**Brief**
Return, word for word, only the lines from the one containing "gray suit, one" through the last line of the entries.
# Start of Records supplied
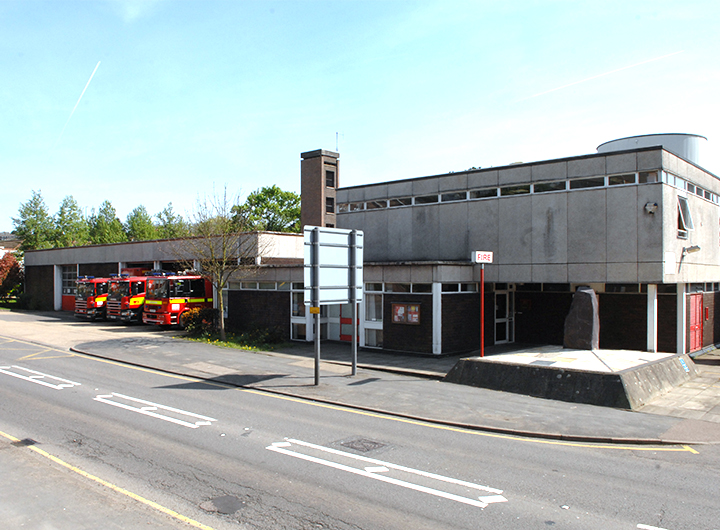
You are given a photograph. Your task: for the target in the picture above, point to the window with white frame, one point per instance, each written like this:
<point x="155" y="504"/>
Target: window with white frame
<point x="685" y="223"/>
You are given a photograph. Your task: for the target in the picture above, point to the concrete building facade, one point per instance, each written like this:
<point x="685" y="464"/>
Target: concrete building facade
<point x="637" y="222"/>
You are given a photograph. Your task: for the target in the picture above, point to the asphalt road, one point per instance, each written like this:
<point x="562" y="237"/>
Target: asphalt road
<point x="229" y="458"/>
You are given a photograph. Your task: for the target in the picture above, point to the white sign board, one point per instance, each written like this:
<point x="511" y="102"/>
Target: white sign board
<point x="482" y="256"/>
<point x="333" y="265"/>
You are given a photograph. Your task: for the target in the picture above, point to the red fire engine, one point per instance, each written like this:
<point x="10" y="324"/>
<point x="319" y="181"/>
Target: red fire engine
<point x="170" y="294"/>
<point x="126" y="296"/>
<point x="90" y="297"/>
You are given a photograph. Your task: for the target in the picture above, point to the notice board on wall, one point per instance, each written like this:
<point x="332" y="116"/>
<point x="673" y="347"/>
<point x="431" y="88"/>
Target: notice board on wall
<point x="406" y="313"/>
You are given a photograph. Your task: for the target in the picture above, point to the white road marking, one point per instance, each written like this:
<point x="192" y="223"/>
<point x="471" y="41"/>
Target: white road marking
<point x="150" y="407"/>
<point x="39" y="377"/>
<point x="372" y="472"/>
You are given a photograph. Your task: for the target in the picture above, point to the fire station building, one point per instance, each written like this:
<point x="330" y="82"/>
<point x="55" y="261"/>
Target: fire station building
<point x="638" y="221"/>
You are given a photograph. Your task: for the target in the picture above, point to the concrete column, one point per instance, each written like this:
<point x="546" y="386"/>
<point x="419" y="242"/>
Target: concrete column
<point x="437" y="318"/>
<point x="652" y="318"/>
<point x="361" y="320"/>
<point x="681" y="318"/>
<point x="57" y="287"/>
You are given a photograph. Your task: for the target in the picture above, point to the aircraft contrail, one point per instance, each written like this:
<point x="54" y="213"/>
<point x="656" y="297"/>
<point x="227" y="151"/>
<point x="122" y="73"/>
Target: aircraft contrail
<point x="78" y="102"/>
<point x="600" y="75"/>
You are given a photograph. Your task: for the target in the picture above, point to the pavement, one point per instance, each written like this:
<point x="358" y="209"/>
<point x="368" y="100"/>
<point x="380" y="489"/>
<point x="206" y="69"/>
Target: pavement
<point x="409" y="386"/>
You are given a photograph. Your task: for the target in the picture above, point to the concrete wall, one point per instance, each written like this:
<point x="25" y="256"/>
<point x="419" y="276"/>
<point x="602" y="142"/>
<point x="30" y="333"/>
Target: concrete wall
<point x="599" y="235"/>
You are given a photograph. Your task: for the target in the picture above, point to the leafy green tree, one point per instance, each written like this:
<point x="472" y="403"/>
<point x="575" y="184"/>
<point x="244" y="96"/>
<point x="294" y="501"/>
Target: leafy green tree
<point x="34" y="224"/>
<point x="71" y="227"/>
<point x="11" y="275"/>
<point x="170" y="225"/>
<point x="218" y="245"/>
<point x="271" y="209"/>
<point x="139" y="225"/>
<point x="105" y="227"/>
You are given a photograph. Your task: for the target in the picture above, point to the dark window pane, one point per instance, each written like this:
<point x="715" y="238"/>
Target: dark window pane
<point x="426" y="199"/>
<point x="454" y="196"/>
<point x="595" y="182"/>
<point x="616" y="180"/>
<point x="515" y="190"/>
<point x="481" y="194"/>
<point x="550" y="186"/>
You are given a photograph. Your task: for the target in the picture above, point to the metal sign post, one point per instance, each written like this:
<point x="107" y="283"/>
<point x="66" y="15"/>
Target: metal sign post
<point x="315" y="304"/>
<point x="482" y="257"/>
<point x="333" y="275"/>
<point x="353" y="296"/>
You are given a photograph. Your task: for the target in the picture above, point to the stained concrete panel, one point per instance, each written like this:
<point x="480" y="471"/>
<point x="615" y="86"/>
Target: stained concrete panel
<point x="457" y="181"/>
<point x="587" y="230"/>
<point x="376" y="235"/>
<point x="550" y="273"/>
<point x="425" y="186"/>
<point x="587" y="272"/>
<point x="622" y="272"/>
<point x="515" y="230"/>
<point x="421" y="274"/>
<point x="514" y="175"/>
<point x="453" y="273"/>
<point x="551" y="171"/>
<point x="549" y="224"/>
<point x="400" y="233"/>
<point x="492" y="273"/>
<point x="483" y="179"/>
<point x="483" y="225"/>
<point x="355" y="195"/>
<point x="426" y="232"/>
<point x="672" y="163"/>
<point x="514" y="273"/>
<point x="342" y="196"/>
<point x="351" y="220"/>
<point x="650" y="226"/>
<point x="649" y="160"/>
<point x="650" y="272"/>
<point x="454" y="239"/>
<point x="396" y="274"/>
<point x="623" y="163"/>
<point x="586" y="167"/>
<point x="372" y="273"/>
<point x="622" y="221"/>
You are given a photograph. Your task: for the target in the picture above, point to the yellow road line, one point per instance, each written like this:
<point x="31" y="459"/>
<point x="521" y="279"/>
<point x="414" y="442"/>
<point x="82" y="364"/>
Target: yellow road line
<point x="118" y="489"/>
<point x="388" y="415"/>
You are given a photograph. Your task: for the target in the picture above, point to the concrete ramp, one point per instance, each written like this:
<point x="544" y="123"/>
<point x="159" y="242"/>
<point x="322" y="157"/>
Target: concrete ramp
<point x="609" y="378"/>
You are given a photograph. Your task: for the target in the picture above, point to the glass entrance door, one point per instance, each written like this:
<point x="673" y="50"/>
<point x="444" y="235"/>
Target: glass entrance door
<point x="504" y="316"/>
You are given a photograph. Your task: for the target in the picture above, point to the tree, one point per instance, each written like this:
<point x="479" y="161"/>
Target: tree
<point x="139" y="225"/>
<point x="34" y="224"/>
<point x="105" y="227"/>
<point x="218" y="244"/>
<point x="11" y="275"/>
<point x="170" y="225"/>
<point x="71" y="227"/>
<point x="273" y="209"/>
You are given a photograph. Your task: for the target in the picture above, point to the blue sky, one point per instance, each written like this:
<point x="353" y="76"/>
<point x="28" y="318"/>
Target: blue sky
<point x="190" y="94"/>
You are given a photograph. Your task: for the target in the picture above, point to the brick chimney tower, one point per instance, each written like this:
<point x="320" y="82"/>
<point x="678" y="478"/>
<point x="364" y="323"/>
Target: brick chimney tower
<point x="319" y="173"/>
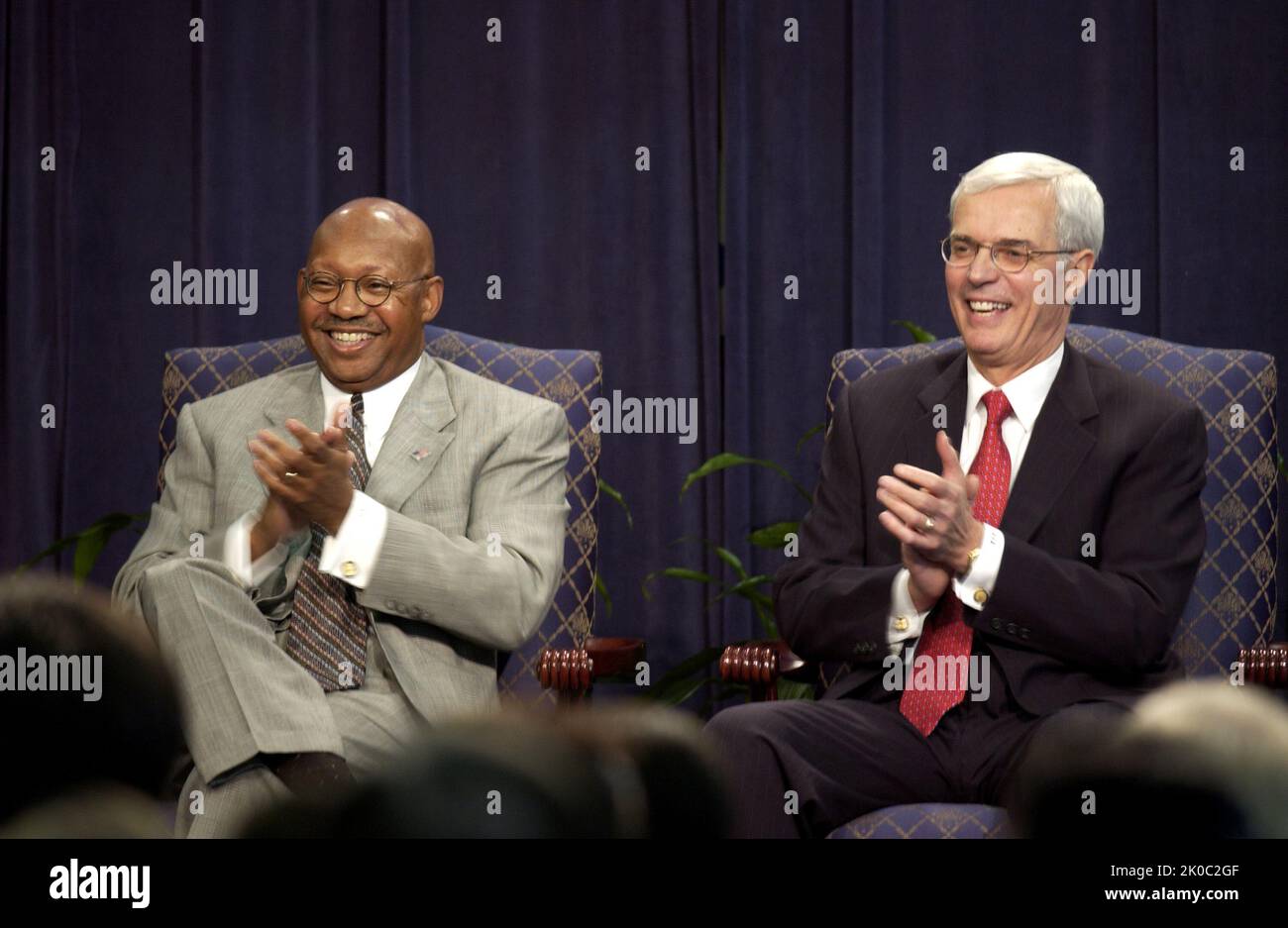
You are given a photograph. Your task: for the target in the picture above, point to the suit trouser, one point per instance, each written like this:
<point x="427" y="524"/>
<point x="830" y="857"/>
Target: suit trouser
<point x="244" y="695"/>
<point x="850" y="756"/>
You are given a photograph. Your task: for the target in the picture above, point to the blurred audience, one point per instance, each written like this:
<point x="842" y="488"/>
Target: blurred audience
<point x="89" y="716"/>
<point x="579" y="773"/>
<point x="1194" y="760"/>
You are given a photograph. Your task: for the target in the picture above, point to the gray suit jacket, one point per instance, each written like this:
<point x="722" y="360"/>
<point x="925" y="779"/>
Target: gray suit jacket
<point x="443" y="605"/>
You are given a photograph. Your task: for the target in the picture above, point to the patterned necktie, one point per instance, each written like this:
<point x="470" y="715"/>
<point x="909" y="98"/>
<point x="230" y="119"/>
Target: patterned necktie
<point x="947" y="634"/>
<point x="329" y="630"/>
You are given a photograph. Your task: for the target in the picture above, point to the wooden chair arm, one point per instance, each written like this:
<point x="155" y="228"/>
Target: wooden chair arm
<point x="760" y="665"/>
<point x="572" y="670"/>
<point x="1266" y="666"/>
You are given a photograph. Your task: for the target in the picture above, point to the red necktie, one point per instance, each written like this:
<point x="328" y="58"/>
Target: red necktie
<point x="945" y="634"/>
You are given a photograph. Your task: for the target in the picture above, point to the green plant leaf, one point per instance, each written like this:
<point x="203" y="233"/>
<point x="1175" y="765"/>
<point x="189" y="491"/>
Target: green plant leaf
<point x="603" y="592"/>
<point x="679" y="683"/>
<point x="89" y="546"/>
<point x="678" y="692"/>
<point x="807" y="435"/>
<point x="918" y="334"/>
<point x="678" y="572"/>
<point x="726" y="460"/>
<point x="614" y="494"/>
<point x="104" y="527"/>
<point x="773" y="537"/>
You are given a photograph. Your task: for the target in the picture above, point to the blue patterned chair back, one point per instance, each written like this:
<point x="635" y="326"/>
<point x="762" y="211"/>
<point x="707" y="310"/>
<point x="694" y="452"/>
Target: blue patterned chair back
<point x="570" y="377"/>
<point x="1233" y="602"/>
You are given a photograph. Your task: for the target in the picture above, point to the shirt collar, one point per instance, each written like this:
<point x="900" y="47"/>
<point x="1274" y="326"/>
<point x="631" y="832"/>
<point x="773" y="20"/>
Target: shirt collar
<point x="380" y="403"/>
<point x="1025" y="391"/>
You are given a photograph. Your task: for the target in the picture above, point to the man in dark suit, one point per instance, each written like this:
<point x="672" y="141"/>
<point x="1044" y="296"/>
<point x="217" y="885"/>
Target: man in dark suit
<point x="1046" y="560"/>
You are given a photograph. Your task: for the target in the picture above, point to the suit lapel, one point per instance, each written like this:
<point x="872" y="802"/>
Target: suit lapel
<point x="415" y="442"/>
<point x="297" y="396"/>
<point x="416" y="438"/>
<point x="1055" y="452"/>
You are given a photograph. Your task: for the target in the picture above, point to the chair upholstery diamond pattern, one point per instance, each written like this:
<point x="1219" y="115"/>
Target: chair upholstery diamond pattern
<point x="1234" y="598"/>
<point x="570" y="377"/>
<point x="927" y="820"/>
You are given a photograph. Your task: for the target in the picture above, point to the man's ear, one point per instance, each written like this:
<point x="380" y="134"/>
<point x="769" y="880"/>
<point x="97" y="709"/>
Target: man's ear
<point x="1076" y="274"/>
<point x="432" y="300"/>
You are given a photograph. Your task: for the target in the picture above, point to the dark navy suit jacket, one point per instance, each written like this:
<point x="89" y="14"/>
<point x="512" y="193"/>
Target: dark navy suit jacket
<point x="1111" y="455"/>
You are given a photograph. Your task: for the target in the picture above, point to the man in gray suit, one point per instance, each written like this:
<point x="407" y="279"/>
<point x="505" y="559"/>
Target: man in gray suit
<point x="323" y="595"/>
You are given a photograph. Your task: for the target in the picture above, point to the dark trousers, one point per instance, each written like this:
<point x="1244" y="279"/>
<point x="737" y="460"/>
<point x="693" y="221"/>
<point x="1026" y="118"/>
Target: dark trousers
<point x="845" y="757"/>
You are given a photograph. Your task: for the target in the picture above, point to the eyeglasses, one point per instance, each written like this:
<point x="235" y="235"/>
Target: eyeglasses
<point x="372" y="288"/>
<point x="1010" y="258"/>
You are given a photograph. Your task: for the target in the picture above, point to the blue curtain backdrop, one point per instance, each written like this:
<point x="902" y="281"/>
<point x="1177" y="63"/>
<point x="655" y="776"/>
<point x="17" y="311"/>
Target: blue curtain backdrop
<point x="768" y="158"/>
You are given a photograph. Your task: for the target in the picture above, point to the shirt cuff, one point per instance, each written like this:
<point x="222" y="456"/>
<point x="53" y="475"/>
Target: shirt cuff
<point x="351" y="554"/>
<point x="237" y="554"/>
<point x="977" y="585"/>
<point x="905" y="619"/>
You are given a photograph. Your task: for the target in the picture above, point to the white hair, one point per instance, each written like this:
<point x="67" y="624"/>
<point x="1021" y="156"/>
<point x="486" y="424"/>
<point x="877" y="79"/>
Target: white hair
<point x="1080" y="211"/>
# End of Records supplied
**Final result**
You are given a photograph. Your task: for the target in the picture above, point to the man in gray suit, one point per instance, each written like this:
<point x="407" y="279"/>
<point x="505" y="559"/>
Target: man in gray suit
<point x="323" y="595"/>
You are given a photograph. Your task: for the target in the picture above, point to the dark trousers, one point per instance, each written like this:
<point x="1244" y="279"/>
<point x="737" y="460"/>
<point x="693" y="221"/>
<point x="1026" y="118"/>
Target: dark trousers
<point x="845" y="757"/>
You are given a photograph. Your task: for the target in the picture above, point to the eyeglasses, one point per instance, each written like this:
<point x="235" y="235"/>
Target: eyeglasses
<point x="372" y="288"/>
<point x="1010" y="258"/>
You are given a photograph. Your task: for the target in the picture above, point to the blue curtain backdrop, one point per instance, each written like this:
<point x="902" y="281"/>
<point x="1177" y="63"/>
<point x="655" y="776"/>
<point x="17" y="311"/>
Target: blue curtain backdrop
<point x="768" y="158"/>
You are given a photograph. Your task: for the target in the picture above, point to the shirt cuff, one point per instance, each written like this:
<point x="222" y="456"/>
<point x="53" y="475"/>
Target: shirt cuff
<point x="351" y="554"/>
<point x="237" y="554"/>
<point x="977" y="585"/>
<point x="905" y="619"/>
You are given a photograph. Your task: for the target in the picture above, point to the white hair, one point per instance, each written like this:
<point x="67" y="624"/>
<point x="1021" y="156"/>
<point x="486" y="424"/>
<point x="877" y="79"/>
Target: white hair
<point x="1080" y="211"/>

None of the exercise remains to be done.